Dataset items:
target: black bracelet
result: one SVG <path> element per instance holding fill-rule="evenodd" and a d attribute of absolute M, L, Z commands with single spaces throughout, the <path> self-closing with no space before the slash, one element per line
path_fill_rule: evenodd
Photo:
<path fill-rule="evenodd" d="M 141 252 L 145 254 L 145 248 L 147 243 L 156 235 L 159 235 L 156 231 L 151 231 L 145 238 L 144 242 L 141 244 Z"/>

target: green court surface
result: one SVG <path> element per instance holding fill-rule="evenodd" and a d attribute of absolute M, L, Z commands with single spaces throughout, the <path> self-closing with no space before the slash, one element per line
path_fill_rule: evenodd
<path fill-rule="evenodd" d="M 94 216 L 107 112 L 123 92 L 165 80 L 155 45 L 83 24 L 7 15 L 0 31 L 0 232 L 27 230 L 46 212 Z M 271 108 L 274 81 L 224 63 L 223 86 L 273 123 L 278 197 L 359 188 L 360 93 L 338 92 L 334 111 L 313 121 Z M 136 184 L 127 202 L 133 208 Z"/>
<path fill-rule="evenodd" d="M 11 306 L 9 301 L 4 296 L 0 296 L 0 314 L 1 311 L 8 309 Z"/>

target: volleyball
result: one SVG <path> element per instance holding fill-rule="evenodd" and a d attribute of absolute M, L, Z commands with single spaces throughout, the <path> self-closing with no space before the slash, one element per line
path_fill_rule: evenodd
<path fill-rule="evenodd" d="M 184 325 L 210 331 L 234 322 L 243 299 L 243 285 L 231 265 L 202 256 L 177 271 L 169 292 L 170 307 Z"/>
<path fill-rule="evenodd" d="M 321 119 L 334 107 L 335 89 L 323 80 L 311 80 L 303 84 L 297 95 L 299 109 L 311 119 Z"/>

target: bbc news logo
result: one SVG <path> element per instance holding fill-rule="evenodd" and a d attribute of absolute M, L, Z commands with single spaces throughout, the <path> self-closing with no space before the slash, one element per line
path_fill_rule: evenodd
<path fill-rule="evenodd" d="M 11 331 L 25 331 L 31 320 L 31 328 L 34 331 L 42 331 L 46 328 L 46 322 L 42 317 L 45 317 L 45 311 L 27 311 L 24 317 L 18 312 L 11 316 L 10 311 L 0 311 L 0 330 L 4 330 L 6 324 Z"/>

_EXERCISE DETAILS_:
Output each of the records exactly as it stands above.

_REPLY TO THE TASK_:
target: black bracelet
result: one SVG <path> element per instance holding fill-rule="evenodd" and a d attribute of absolute M, L, Z commands with single spaces throughout, the <path> self-closing with no space before the slash, one element per line
path_fill_rule: evenodd
Photo:
<path fill-rule="evenodd" d="M 141 252 L 145 254 L 145 248 L 147 243 L 156 235 L 159 235 L 156 231 L 151 231 L 145 238 L 144 242 L 141 244 Z"/>

target: green court surface
result: one SVG <path> element per instance holding fill-rule="evenodd" and a d attribute of absolute M, L, Z commands with single spaces throughout, the <path> self-closing with no space before the slash, one element per line
path_fill_rule: evenodd
<path fill-rule="evenodd" d="M 94 216 L 107 112 L 123 92 L 165 80 L 155 45 L 83 24 L 7 15 L 0 31 L 0 232 L 27 230 L 46 212 Z M 271 108 L 274 81 L 224 63 L 223 86 L 273 123 L 278 197 L 359 188 L 360 93 L 338 92 L 334 111 L 313 121 Z M 136 184 L 127 202 L 133 208 Z"/>
<path fill-rule="evenodd" d="M 11 306 L 9 301 L 4 296 L 0 296 L 0 314 L 1 311 L 8 309 Z"/>

target: volleyball
result: one SVG <path> element per instance holding fill-rule="evenodd" and a d attribute of absolute M, L, Z commands with single spaces throughout, the <path> self-closing with no space before the slash, one element per line
path_fill_rule: evenodd
<path fill-rule="evenodd" d="M 184 325 L 210 331 L 234 322 L 243 299 L 243 285 L 231 265 L 202 256 L 177 271 L 169 292 L 170 307 Z"/>
<path fill-rule="evenodd" d="M 321 119 L 334 107 L 335 89 L 323 80 L 311 80 L 303 84 L 297 95 L 299 109 L 311 119 Z"/>

target: bbc news logo
result: one SVG <path> element per instance holding fill-rule="evenodd" and a d attribute of absolute M, L, Z commands with single spaces throughout, the <path> self-closing with no space before the slash, one element per line
path_fill_rule: evenodd
<path fill-rule="evenodd" d="M 11 331 L 25 331 L 31 320 L 31 328 L 34 331 L 42 331 L 46 328 L 46 322 L 42 317 L 45 317 L 45 311 L 27 311 L 24 317 L 18 312 L 11 316 L 10 311 L 0 311 L 0 330 L 4 330 L 6 324 Z"/>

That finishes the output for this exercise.